Stated exercise: Reproduce the following material verbatim, preserving every line.

Records supplied:

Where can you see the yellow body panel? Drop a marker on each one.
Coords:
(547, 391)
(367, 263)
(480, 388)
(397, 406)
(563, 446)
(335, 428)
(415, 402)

Full response:
Where can you see the yellow body panel? Drop a marker on each one.
Coords:
(547, 391)
(367, 263)
(480, 388)
(397, 406)
(563, 446)
(335, 428)
(415, 402)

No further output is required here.